Given text
######

Sunday, October 19, 2008

Intersecting stories

Sometimes, a fictional story and a real-life story – or many stories - can intersect in very interesting and beautiful ways.

This story of "The Camel Bookmobile" initially caught my interest for two reasons. The first was that over a period of three years, my husband Taba and I worked to help set up a library in Srinagar, Kashmir for which many of our friends and family as well as client companies donated thousands of books and well as money for buying books and for their transportation. The ‘library’ first operated as a travelling one, out of two beat-up old trucks, visiting schools on a weekly basis. It was actually set up since the violence in Kashmir had resulted in most libraries being bombed out or shut down, and the students who initiated the project were hungry for reading and learning.

The second reason the book grabbed my attention is because it is located in the remote and troubled areas of north-eastern Kenya, on the border with Somalia – Garissa and Wajir – that I travelled to as facilitator of the India-Kenya Women’s Journey in 2000. I recalled the courageous and amazing work done by Somalian women there, addressing education for girls, income generation as well as fighting gender inequalities and violence against women. Among the women I grew to love – Abdiya, who was part of the traveling team for around six weeks in India and Kenya, and our other local hosts, Sophie, Hubbie and Mama Fatooma who inspired and delighted us, and taught me so much of what it means to commit to making a difference.

The idea for Masha Hamilton's novel, “The Camel Bookmobile”, came when she was driving her three children to the library, and her daughter told her about a camel bookmobile she had heard of in Africa that once had a strict rule imposed -- if anyone in a settlement failed to return a book, the mobile library would not go back there. There was something about the camel library idea and that rule that struck a chord with Hamilton, who within minutes outlined the basic premise of the novel. When the book was in its final editing stages, Hamilton and her daughter journeyed to Kenya to visit the camel library that provided the initial inspiration.

The Camel Bookmobile is told through multiple viewpoints, and each of the main characters is changed in some way by the roving library.

The key character is Fiona Sweeney, a work-frustrated 36-year old American librarian, who tells her family she wants to do something that matters, and to their surprise takes off for Africa where she ends up starting a traveling library. Her work takes her to the arid bush area of northeastern Kenya, among tiny, far-flung communities, lacking proper roads or schools, where people live daily with drought, hunger, and disease.

Her mission, as she sees it, is to bring Dr. Seuss, Homer, Tom Sawyer and Hemingway to a world of new readers who will be inspired to change their own lives for the better after reading the masters.

But, though her motives are good, like most of us who have ever traveled to, or worked in, different cultures, Fiona is so burdened by the values of her own (Western) culture, that it is impossible for her to understand the people she is trying to help or even the problems that her efforts are causing for those people.

######

Information given
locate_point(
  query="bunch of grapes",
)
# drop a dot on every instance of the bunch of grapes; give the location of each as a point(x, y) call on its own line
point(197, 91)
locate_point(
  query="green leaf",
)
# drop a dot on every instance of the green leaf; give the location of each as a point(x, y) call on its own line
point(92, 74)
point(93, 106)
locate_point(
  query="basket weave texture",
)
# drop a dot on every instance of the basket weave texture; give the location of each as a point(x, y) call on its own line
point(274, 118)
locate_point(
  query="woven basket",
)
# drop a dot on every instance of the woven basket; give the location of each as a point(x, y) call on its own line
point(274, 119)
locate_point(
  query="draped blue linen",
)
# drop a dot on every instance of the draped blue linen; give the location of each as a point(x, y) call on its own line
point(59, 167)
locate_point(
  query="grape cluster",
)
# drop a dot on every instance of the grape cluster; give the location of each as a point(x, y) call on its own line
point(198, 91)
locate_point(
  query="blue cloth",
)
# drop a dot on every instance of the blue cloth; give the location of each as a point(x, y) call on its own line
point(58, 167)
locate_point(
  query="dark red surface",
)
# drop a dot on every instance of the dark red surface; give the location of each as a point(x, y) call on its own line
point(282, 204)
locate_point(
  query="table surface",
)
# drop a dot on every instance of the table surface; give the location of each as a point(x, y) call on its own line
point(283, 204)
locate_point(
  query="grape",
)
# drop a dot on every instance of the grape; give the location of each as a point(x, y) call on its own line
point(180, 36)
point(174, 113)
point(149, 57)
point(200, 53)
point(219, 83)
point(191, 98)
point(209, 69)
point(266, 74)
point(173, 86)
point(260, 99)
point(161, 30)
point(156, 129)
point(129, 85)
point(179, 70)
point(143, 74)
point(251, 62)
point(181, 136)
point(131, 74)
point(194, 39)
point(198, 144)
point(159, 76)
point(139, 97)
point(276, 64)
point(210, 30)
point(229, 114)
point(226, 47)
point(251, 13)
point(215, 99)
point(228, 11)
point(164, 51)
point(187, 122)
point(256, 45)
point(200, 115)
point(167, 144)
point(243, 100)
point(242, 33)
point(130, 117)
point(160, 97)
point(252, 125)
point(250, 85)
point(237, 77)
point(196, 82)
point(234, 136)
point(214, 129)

######

Required work
(1) Translate this sentence from the blog post about "The Camel Bookmobile" above into Spanish: "The Camel Bookmobile is told through multiple viewpoints, and each of the main characters is changed in some way by the roving library."
(2) Carry the blog post about "The Camel Bookmobile" forward from its final paragraph above.

Outputs by task
(1) The Camel Bookmobile se narra desde múltiples puntos de vista, y cada uno de los personajes principales se ve transformado de alguna manera por la biblioteca itinerante.

(2)
She finds herself in the midst of several struggles within the community of Mididima, where the bookmobile's presence sparks a feud between those who favor modernization and those who fear the loss of the traditional way of life in the African bush.

The story unfolds from the point of view of each person involved with the camel bookmobile, so you really get to understand the issues and concerns from all different angles.

What it also unfolds is the seemingly unbridgeable cultural differences, the strengths and struggles of nomadic life and of the changes facing the members of that culture today; also the potentially ‘disruptive’ effects that books and what they contain, can have on tribal customs and the very way of life that has sustained the tribes for thousands of years.

Now the part the story hinges on concerns with the fact that, because the donated books are limited in number and the settlements are many, the project’s African director has a firm rule that if a village fails to return all of the books loaned to it, the bookmobile will stop coming to that village.

The trouble begins when one young man referred to as 'Scar Boy', as his face has been ruined by a hyena attack, refuses to return two books. The entire village of Mididima is thrown into a social turmoil that forever changes the lives of its people and Fiona Sweeney.

The Camel Bookmobile is a powerful telling that challenges our fears of the unknown. Even as it captures the riddles and calamities that often occur when two cultures collide, many other questions are raised: Has Fiona Sweeney really done the village any favors by exposing them to a world of new and often alien ideas and cultures? Has she improved their future prospects or has she inadvertently destroyed the fabric that has held the village together and ensured its survival for generations?

Or – more importantly - is the truth somewhere between the two extremes?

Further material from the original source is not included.